WHAT YOU WILL DO:
Your task is to reproduce exactly the lines from the line with "A point falls on each instance of the lynx in" through the end of the records below.
Begin
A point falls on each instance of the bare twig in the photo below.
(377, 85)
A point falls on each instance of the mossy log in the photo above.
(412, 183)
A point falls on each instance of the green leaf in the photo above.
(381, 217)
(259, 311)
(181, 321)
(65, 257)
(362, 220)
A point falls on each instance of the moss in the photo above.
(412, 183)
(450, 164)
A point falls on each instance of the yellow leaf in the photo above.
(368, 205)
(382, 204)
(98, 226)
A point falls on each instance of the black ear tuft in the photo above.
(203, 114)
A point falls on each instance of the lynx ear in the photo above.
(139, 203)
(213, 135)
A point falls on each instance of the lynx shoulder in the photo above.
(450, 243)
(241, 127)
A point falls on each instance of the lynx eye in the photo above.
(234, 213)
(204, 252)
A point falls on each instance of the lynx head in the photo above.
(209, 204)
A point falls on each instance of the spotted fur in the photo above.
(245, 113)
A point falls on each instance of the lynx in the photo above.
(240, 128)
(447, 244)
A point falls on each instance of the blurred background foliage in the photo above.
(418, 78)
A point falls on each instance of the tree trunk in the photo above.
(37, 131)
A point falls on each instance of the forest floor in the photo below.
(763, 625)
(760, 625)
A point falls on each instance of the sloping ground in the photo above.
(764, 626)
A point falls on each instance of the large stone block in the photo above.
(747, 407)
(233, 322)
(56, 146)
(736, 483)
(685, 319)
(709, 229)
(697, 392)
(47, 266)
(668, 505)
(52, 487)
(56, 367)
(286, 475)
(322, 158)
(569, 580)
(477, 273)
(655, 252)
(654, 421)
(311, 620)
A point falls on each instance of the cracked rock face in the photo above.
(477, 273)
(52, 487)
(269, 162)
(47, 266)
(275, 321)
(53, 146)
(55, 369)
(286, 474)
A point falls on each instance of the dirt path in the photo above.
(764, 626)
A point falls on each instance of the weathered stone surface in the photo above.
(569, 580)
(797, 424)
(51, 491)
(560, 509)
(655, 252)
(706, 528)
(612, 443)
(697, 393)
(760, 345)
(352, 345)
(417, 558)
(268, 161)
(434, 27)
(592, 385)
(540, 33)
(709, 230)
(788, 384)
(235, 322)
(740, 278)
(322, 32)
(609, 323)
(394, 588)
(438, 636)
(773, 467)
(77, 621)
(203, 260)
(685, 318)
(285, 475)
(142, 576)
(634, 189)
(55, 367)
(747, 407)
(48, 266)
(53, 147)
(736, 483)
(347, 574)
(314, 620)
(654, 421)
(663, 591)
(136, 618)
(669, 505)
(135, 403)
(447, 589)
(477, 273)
End
FINAL RESULT:
A point falls on each instance of the lynx in the photo above.
(240, 128)
(447, 244)
A point falls on each instance of the blurred background foliage in the photo above.
(418, 78)
A point falls on each instance of the tree trunk in the photo above.
(37, 131)
A point falls on each instance of the forest floor in the photo below.
(763, 625)
(760, 625)
A point falls on each instance of the sloping ground in the photo above.
(764, 626)
A point falls on each instance of the large stone block in the photo above.
(747, 407)
(233, 322)
(56, 146)
(736, 483)
(685, 319)
(709, 229)
(697, 392)
(47, 266)
(668, 505)
(52, 487)
(56, 367)
(286, 475)
(322, 158)
(569, 580)
(477, 273)
(655, 252)
(654, 421)
(311, 620)
A point falls on each instance of the cracked rock face in the photo above.
(477, 273)
(52, 487)
(269, 162)
(47, 266)
(275, 321)
(53, 146)
(55, 369)
(286, 474)
A point falls on each instance of the dirt path in the photo above.
(764, 626)
A point falls on each instance of the weathered stone surface in the photo above.
(569, 580)
(797, 424)
(51, 491)
(560, 509)
(655, 252)
(706, 528)
(612, 443)
(697, 393)
(760, 345)
(352, 345)
(417, 558)
(268, 161)
(434, 27)
(592, 385)
(540, 33)
(709, 230)
(788, 384)
(235, 322)
(740, 278)
(322, 32)
(609, 323)
(394, 588)
(438, 636)
(773, 467)
(77, 621)
(203, 260)
(685, 318)
(285, 475)
(142, 576)
(634, 189)
(55, 367)
(747, 407)
(48, 266)
(53, 147)
(736, 483)
(347, 574)
(314, 620)
(654, 421)
(663, 591)
(136, 618)
(669, 505)
(135, 403)
(447, 589)
(477, 273)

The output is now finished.